[Stated goal 1]: In the album review, what was the track After Forever written as a response to?
[Stated goal 2]: List every track from the reviewed album that the album review mentions by name. Leave out the earlier album it refers to.
[Stated goal 3]:
For each statement, say whether it agrees with the album review. Quote the words from the review that decide it.
(a) The reviewer judges After Forever to be the album's weakest track.
(b) Ward has developed a particular liking for the cymbals on his kit.
(c) The production is described as worse than before.

One thing that’s immediately clear as the opening Sweet Leaf barrages its way into your ears is that Mr Iommi - it’s his coughing you can hear, shortly after Osbourne had given him a large joint - hasn’t lost any of the insane riff skills he demonstrated on the band’s last album Paranoid. The song is a love letter to marijuana, something the band were well acquainted with by the sounds of it. The following After Forever is notable due to its pro-Christianity standpoint, and was written as a response to the popular opinion that the band were all satanists. The band’s primary lyricist and bassist Geezer Butler was in fact brought up as a Catholic. The track feels a bit awkward to me - the lyrics aren’t the strongest - and is the album’s weakest link.
Besides the improved production - the guitars seem to hit harder here - there’s not that much different. We’ve got the familiar cascading riffs from Iommi, we’ve got Ozzy’s howling, slightly monotone vocals flying above them, all backed by Geezer’s sturdy bassing and Bill Ward’s reliable drums. Beyond this though the band have started getting more experimental with time signatures (see Children of the Grave), and Ward has gained a particular liking of the toms on his kit, using them to pound along to Iommi’s muddier riffs in a primal manner. The band have also added some gentle interludes (Orchid, Embryo) along with the gorgeously calm Solitude, which help the riffs hit harder when they arrive.

[Entries from a pointing dataset]
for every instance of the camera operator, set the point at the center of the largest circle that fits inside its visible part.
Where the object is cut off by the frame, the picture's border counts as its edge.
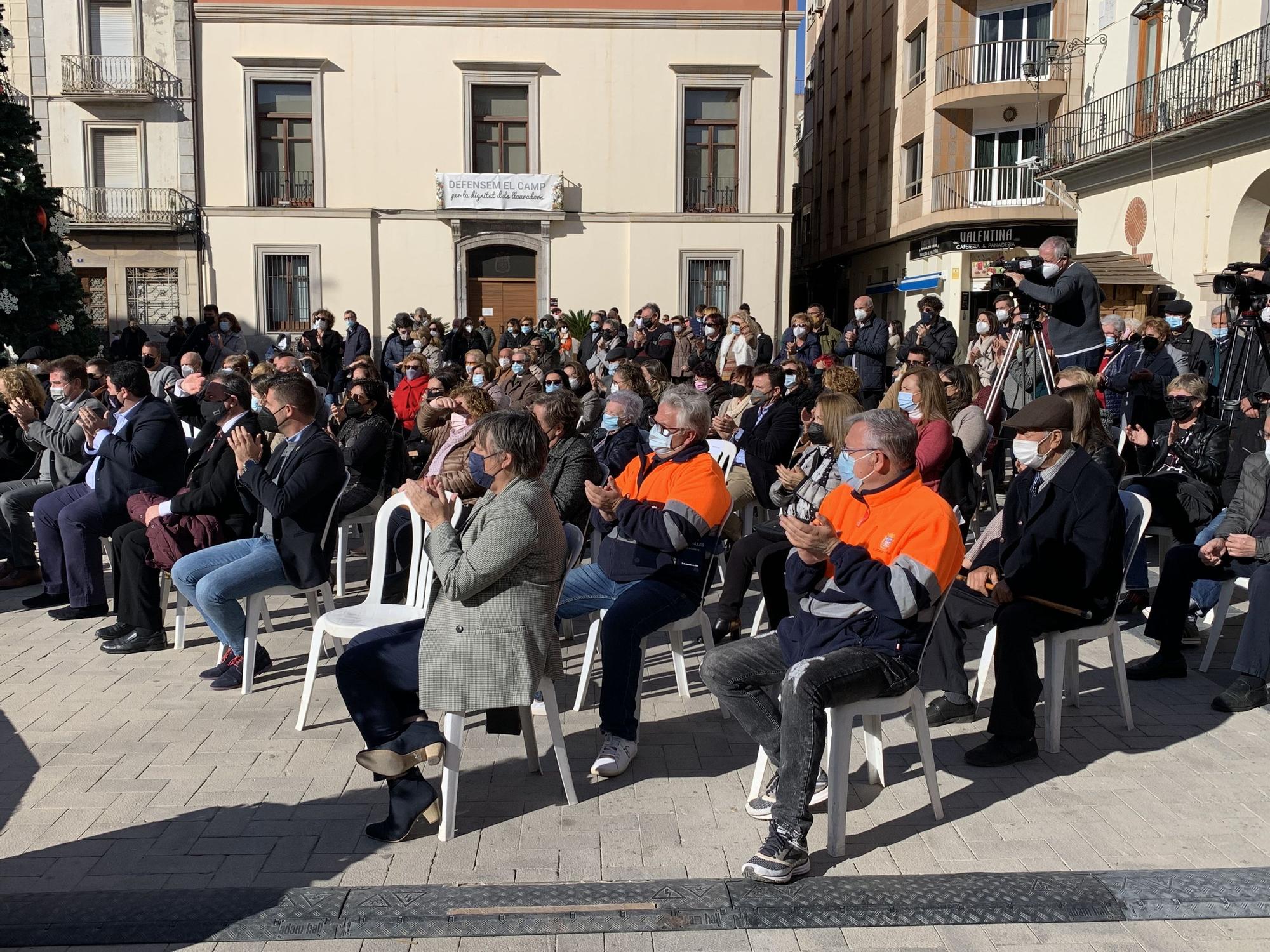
(1074, 299)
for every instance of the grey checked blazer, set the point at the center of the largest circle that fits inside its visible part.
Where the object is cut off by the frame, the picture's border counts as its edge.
(62, 436)
(491, 631)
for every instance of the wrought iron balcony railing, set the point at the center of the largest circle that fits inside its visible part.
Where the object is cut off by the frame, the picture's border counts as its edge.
(117, 77)
(1217, 82)
(999, 62)
(285, 190)
(990, 187)
(711, 195)
(164, 209)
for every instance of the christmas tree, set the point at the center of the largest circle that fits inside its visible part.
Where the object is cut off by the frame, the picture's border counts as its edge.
(41, 301)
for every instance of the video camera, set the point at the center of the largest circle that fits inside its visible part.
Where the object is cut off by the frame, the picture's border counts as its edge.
(1248, 294)
(999, 284)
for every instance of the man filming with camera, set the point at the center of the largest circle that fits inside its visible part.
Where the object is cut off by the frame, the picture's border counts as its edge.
(1074, 296)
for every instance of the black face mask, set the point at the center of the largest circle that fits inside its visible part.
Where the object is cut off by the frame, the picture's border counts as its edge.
(1180, 409)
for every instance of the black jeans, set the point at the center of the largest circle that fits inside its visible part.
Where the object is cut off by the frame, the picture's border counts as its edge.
(137, 585)
(1169, 609)
(379, 680)
(793, 732)
(769, 555)
(1019, 623)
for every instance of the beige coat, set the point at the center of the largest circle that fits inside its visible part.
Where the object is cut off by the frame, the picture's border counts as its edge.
(491, 631)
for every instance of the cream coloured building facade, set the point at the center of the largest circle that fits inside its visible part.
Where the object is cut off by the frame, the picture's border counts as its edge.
(1169, 157)
(918, 117)
(110, 84)
(324, 128)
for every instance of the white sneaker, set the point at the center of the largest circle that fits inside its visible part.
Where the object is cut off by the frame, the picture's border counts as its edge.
(615, 757)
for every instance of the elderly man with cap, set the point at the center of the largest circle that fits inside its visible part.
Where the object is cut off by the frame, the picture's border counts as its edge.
(1196, 345)
(1062, 540)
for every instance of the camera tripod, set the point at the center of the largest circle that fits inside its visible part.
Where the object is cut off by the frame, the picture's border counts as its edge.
(1240, 367)
(1047, 373)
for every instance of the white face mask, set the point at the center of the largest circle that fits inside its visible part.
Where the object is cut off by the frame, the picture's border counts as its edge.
(1028, 453)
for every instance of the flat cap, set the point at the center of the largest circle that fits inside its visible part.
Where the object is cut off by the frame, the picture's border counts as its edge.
(1048, 413)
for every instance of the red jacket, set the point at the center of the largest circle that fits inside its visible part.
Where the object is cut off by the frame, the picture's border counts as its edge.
(407, 399)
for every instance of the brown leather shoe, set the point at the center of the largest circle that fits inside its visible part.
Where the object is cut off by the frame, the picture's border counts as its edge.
(21, 579)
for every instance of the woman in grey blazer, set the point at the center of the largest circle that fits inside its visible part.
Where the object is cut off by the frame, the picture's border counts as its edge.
(490, 637)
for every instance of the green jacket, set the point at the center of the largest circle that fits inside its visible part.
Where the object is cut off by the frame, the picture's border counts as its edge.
(1248, 505)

[Full response 1]: The popular opinion that the band were all satanists.

[Full response 2]: Sweet Leaf, After Forever, Children of the Grave, Orchid, Embryo, Solitude

[Full response 3]:
(a) Yes: "and is the album’s weakest link."
(b) No: "Ward has gained a particular liking of the toms on his kit"
(c) No: "Besides the improved production - the guitars seem to hit harder here"